***** Recorded data

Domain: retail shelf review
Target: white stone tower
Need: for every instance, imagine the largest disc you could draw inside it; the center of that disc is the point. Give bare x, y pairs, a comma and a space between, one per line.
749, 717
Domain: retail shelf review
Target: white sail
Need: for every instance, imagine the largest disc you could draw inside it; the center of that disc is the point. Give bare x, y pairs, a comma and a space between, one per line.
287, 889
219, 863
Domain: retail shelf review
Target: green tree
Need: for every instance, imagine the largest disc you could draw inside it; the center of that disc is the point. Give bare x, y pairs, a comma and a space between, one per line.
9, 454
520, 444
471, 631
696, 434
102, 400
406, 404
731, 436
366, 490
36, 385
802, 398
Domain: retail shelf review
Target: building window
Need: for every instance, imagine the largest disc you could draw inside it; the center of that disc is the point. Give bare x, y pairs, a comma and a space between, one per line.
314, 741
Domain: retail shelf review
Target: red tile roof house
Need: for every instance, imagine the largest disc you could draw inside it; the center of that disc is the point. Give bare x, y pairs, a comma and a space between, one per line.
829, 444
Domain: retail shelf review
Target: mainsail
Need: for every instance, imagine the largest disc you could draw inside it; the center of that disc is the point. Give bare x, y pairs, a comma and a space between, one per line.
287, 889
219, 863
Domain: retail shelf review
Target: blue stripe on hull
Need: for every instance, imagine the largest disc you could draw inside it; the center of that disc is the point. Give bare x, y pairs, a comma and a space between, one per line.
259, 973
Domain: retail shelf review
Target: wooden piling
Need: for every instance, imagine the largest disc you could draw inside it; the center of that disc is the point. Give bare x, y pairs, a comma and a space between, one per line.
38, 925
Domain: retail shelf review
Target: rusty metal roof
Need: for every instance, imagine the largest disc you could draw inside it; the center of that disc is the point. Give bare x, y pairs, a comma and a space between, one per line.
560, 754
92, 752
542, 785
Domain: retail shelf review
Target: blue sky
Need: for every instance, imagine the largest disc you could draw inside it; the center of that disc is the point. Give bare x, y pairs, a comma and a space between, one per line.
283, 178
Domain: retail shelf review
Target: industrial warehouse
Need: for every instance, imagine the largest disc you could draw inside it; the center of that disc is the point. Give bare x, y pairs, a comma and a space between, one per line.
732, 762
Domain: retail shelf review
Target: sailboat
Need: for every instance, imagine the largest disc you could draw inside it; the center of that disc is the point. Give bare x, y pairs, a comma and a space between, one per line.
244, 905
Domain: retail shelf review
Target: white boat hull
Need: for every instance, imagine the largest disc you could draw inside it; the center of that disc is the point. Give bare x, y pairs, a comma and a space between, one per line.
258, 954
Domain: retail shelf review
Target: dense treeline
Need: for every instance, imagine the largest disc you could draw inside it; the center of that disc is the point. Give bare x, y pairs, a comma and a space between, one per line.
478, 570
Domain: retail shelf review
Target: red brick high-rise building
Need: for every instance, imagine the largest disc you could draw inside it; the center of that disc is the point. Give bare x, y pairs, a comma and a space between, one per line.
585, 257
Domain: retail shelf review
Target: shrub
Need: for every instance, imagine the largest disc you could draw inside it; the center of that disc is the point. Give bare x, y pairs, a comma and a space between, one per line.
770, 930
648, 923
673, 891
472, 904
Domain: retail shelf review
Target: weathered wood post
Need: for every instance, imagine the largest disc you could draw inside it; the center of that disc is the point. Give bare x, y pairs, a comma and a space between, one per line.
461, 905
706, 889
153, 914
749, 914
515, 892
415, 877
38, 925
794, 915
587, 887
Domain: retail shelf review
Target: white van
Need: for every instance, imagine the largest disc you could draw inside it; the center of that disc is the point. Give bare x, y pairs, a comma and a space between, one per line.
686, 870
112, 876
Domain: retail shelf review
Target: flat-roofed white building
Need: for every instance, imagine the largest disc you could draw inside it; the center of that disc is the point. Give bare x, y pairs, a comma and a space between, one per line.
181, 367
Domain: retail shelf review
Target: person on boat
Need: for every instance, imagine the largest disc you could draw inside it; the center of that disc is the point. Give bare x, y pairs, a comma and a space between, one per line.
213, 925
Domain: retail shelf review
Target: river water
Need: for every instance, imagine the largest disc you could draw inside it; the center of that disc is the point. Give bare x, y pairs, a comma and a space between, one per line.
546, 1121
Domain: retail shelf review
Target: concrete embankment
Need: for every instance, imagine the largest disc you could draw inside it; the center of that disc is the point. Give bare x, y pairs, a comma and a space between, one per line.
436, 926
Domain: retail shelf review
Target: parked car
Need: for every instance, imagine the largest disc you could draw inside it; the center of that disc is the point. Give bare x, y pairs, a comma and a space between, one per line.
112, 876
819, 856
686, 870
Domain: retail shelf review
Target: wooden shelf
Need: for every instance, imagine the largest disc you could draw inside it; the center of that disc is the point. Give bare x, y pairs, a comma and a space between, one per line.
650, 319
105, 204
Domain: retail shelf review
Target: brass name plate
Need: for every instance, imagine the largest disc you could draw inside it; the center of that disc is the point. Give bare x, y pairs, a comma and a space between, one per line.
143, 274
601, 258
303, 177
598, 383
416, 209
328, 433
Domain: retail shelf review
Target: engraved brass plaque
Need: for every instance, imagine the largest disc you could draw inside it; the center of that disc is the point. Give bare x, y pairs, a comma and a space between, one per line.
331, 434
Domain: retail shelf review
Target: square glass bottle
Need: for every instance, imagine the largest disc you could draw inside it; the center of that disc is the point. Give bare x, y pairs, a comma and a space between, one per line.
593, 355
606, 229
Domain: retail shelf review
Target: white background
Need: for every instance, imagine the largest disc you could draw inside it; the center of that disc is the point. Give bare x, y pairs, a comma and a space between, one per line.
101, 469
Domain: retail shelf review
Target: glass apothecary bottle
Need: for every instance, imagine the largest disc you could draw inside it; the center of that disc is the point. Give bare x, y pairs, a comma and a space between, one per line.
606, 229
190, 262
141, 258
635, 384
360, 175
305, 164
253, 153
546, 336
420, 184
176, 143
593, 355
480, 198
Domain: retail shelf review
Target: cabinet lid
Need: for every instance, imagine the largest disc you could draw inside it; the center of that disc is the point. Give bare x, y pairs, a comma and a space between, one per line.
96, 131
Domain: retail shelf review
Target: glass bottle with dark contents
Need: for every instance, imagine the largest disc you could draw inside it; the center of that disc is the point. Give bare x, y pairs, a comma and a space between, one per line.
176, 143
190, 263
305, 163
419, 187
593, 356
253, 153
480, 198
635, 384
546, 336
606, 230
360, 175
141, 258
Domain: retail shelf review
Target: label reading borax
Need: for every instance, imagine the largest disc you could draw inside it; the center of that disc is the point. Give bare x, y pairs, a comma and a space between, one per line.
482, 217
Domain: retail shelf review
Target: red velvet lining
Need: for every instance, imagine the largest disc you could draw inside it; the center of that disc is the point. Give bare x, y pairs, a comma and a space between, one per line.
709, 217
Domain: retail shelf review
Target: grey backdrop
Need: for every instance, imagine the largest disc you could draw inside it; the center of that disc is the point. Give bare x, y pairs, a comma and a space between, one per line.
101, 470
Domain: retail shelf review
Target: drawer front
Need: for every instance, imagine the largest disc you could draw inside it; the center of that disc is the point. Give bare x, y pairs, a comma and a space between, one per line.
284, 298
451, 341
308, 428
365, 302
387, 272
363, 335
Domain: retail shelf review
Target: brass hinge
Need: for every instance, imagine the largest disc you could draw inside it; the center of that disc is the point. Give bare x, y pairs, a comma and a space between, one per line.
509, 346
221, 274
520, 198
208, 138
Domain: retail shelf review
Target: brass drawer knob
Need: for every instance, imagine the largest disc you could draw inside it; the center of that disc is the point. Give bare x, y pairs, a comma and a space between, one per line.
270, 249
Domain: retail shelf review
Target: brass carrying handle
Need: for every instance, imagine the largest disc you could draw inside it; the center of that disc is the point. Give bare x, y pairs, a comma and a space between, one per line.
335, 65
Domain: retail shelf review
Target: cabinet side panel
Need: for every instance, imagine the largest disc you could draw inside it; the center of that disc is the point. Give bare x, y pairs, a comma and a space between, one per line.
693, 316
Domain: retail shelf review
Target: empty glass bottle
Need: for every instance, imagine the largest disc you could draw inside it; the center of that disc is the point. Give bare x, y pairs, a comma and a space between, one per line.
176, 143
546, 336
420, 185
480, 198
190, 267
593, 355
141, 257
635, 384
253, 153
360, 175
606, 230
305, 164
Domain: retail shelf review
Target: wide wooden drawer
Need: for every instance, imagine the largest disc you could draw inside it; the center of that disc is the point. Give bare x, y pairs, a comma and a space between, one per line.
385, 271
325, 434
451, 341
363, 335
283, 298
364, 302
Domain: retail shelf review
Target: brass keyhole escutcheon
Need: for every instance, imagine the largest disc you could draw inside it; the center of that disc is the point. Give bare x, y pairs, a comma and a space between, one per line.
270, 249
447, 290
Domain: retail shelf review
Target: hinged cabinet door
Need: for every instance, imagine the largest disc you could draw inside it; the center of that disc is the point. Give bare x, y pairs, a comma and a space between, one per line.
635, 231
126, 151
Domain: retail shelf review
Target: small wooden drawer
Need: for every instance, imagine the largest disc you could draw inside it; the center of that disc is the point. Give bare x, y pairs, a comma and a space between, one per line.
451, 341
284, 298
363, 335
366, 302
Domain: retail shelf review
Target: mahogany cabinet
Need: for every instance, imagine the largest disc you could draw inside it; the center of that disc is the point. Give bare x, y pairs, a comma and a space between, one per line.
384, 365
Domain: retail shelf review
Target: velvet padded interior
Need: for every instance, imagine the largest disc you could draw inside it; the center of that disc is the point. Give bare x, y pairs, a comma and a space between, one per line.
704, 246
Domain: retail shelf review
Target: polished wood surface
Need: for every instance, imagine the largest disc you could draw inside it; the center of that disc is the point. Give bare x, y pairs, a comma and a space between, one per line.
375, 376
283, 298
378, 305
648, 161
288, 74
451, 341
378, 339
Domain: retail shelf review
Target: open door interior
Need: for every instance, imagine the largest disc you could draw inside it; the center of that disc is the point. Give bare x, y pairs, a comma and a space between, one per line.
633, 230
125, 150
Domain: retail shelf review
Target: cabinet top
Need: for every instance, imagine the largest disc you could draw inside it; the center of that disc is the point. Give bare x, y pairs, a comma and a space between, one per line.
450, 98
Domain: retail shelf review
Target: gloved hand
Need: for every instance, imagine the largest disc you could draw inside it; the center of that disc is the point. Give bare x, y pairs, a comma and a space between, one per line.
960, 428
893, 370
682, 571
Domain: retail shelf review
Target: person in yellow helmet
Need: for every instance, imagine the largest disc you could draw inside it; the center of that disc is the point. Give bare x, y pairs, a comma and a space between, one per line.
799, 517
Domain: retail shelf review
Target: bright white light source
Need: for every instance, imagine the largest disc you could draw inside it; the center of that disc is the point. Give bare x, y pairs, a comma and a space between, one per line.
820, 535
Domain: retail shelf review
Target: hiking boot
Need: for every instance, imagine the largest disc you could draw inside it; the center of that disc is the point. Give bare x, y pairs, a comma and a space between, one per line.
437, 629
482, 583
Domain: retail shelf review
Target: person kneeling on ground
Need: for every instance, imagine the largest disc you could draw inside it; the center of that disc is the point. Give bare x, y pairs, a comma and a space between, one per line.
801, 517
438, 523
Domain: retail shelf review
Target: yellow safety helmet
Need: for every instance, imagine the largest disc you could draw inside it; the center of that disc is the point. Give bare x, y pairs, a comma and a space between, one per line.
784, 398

**********

What is required: Within the material above, output exactly the lines from the one with "Target: wooden shelf" through the one with "Target: square glass bottle", end lines included, and nothing besides.

Response area:
Target: wooden shelf
Need: for every instance, imagine the largest disc you could draw inside it; the center of that disc is the point. Give bare x, y pairs, a comma and a space between, one per line.
650, 319
105, 204
Domain: retail shelf review
Target: brass name plate
Need: for every instance, imagine the largest disc you could draw inside it; the center of that disc is the point. Give bare x, y pairs, a comma and a space between, one per line.
143, 274
601, 258
303, 177
598, 383
416, 209
328, 433
Domain: retail shelf review
Target: engraved brass plaque
Need: for every instance, imagine the largest disc you could draw inside it; the center of that disc is the point. Give bare x, y pairs, a comma and a space between, one per line.
331, 434
Domain: retail shelf review
Target: square glass bottle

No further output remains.